Task description: Every entry must be duplicated precisely as written.

Record list:
----------------------------------------
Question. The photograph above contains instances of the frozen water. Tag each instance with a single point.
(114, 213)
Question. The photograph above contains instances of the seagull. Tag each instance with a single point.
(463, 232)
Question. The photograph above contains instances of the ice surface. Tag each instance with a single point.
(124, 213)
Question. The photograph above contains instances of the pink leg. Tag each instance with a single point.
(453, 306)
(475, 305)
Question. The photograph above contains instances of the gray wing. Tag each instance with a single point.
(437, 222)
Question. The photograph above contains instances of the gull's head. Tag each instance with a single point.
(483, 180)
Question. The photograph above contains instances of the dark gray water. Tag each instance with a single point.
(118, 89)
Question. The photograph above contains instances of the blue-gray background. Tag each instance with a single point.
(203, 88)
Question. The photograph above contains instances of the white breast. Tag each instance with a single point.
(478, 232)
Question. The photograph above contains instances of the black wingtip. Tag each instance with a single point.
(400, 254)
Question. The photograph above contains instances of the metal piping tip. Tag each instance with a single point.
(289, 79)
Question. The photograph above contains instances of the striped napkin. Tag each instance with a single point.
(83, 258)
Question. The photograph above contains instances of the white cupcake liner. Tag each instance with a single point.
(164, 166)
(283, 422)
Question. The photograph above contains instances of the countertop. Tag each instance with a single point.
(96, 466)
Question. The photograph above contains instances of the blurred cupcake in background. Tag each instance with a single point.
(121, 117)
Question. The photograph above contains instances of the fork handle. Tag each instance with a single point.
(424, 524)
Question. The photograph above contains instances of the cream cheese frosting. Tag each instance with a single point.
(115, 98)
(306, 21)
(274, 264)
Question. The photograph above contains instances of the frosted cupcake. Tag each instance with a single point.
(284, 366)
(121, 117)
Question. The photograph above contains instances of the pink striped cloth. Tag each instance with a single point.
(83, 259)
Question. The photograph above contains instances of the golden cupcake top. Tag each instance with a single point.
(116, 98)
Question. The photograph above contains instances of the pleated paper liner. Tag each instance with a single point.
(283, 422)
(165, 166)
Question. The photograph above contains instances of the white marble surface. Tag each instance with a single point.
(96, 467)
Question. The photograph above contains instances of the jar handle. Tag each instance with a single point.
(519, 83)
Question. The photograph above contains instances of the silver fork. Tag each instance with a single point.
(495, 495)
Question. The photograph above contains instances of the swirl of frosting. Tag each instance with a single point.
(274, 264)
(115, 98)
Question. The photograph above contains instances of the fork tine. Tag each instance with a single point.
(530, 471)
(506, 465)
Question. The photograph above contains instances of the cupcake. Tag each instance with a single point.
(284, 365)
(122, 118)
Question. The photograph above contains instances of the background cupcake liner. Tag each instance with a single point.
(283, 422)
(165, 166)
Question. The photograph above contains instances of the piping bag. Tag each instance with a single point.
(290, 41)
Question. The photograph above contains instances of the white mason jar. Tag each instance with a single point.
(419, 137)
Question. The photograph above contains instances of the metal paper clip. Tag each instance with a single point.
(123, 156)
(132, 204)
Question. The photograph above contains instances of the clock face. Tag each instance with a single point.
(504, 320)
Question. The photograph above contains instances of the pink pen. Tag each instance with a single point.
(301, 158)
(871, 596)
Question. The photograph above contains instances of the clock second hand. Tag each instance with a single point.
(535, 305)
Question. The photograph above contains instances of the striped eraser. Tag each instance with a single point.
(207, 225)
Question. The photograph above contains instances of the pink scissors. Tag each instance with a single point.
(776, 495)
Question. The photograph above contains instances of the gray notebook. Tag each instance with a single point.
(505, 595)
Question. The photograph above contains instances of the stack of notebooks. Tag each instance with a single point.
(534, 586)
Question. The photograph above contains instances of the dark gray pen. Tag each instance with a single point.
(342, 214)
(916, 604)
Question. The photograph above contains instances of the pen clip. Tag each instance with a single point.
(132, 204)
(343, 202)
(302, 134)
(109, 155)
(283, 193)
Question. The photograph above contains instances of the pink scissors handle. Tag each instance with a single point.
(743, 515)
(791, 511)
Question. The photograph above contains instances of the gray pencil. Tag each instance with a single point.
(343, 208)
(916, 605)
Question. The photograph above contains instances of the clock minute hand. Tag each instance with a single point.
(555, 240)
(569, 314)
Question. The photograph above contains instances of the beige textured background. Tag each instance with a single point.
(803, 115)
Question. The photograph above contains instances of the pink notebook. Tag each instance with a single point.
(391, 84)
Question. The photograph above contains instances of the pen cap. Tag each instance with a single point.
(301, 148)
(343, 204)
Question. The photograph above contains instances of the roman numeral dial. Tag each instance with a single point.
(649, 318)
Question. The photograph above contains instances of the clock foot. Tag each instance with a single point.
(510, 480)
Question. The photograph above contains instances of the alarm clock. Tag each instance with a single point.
----------------------------------------
Task answer:
Question. The photograph above contains instances of the frozen water. Tag each instance with a single point.
(114, 213)
Question. The photograph above contains instances of the seagull. Tag each instance with a single point.
(463, 232)
Question. The photograph above contains instances of the ice surface. Tag each instance with a single point.
(124, 213)
Question. The photograph above contains instances of the pink leg. Tag each instance with a single point.
(453, 306)
(475, 305)
Question. The photograph above contains instances of the gray wing. Tag each instance with a single point.
(437, 222)
Question. The photograph above contains instances of the gull's head. Tag each instance with a single point.
(483, 180)
Question. The photograph above contains instances of the dark gray water. Tag each instance with a single point.
(118, 89)
Question. The photograph above contains instances of the blue-gray background. Tag each instance with a single point.
(203, 88)
Question. The photograph above contains instances of the white breast. Tag each instance with a single point.
(478, 232)
Question. The photograph above contains instances of the black wingtip. Tag each instance with a single point.
(400, 254)
Question. The photograph above contains instances of the metal piping tip. Tag each instance with a single point.
(289, 79)
Question. The photograph above contains instances of the striped napkin. Tag each instance with a single point.
(83, 258)
Question. The photograph above contains instances of the white cupcake liner. Tag each instance with a single point.
(164, 166)
(283, 422)
Question. The photograph above contains instances of the countertop. Tag each instance with a single point.
(96, 466)
Question. The photograph above contains instances of the blurred cupcake in background. Tag each instance with a single point.
(121, 117)
Question. The photograph above contains instances of the fork handle. Tag each instance with a single point.
(424, 524)
Question. The photograph above contains instances of the cream cheese frosting. Tag each instance with a single point.
(115, 98)
(306, 21)
(274, 264)
Question. The photograph above contains instances of the frosted cupcake. Tag each instance with a single point.
(284, 366)
(121, 117)
Question. The photograph above contains instances of the pink striped cloth. Tag each instance with a single point.
(83, 259)
Question. The photograph above contains instances of the golden cupcake top. Tag each instance with a single point.
(116, 98)
Question. The photograph above contains instances of the pleated paper liner. Tag each instance with a single point.
(283, 422)
(165, 166)
Question. The photograph above contains instances of the white marble surface. Tag each instance with a single point.
(96, 467)
Question. The photograph above contains instances of the jar handle. Tag each instance with a single point.
(519, 83)
Question. The photograph above contains instances of the silver fork. Tag each instance with a single point.
(495, 495)
Question. The photograph above contains instances of the swirl of frosting. Tag each instance with a single point.
(274, 264)
(115, 98)
Question. The photograph above contains instances of the fork tine. Tag each instance with a single point.
(530, 471)
(506, 465)
Question. The photograph above contains instances of the cupcake. Tag each instance with a single point.
(284, 365)
(122, 118)
Question. The photograph above contains instances of the background cupcake liner. Tag each instance with a single point.
(283, 422)
(165, 166)
Question. The photograph above contains instances of the piping bag. Tag each instance with a single point.
(290, 41)
Question. The photograph above contains instances of the white mason jar. Tag each instance with a single point.
(419, 137)
Question. The photograph above contains instances of the metal paper clip. Tag each instance with a single point.
(123, 156)
(132, 204)
Question. The photograph above contains instances of the clock face. Tag each instance with a single point.
(504, 320)
Question. The photograph above contains instances of the pink pen. Tag each instance with a single point.
(301, 158)
(871, 596)
Question. The photograph above contains instances of the clock second hand. Tag each instance with a single point.
(535, 305)
Question. The photograph above contains instances of the striped eraser. Tag each instance with a single point.
(207, 225)
Question. The photograph above contains instances of the pink scissors. Tag each instance with a single point.
(776, 495)
Question. The photograph above contains instances of the gray notebook. Tag each instance with a single point.
(505, 595)
Question. The photograph above contains instances of the stack of notebooks. Tag each instance with a single point.
(534, 586)
Question. The photograph above contains instances of the dark gray pen. Tag each instance with a single point.
(342, 214)
(916, 604)
Question. The photograph above contains instances of the pen clip. Tag each instance with a single point.
(132, 204)
(343, 202)
(302, 134)
(109, 155)
(283, 193)
Question. The photograph above contains instances of the pink scissors handle. Tag each instance with a single point.
(743, 515)
(791, 511)
Question. The photograph above contains instances of the gray pencil. Tag each instance with a single point.
(343, 208)
(916, 605)
Question. The photograph above contains instances of the clock minute hand. Tag each instance with a single point.
(555, 240)
(569, 314)
Question. The photograph above contains instances of the beige textured background. Tag each instance with a single point.
(803, 115)
Question. The photograph above contains instances of the pink notebook. Tag each instance with a single point.
(391, 84)
Question. The photograph above contains instances of the pen cap. Tag each instance with a single point.
(301, 148)
(343, 204)
Question. The photograph above contains instances of the roman numeral dial. Tag each instance with a single point.
(649, 318)
Question. The photograph above contains instances of the clock foot. Tag each instance with a single point.
(510, 480)
Question. The photograph above contains instances of the alarm clock. Tag each instance with a single point.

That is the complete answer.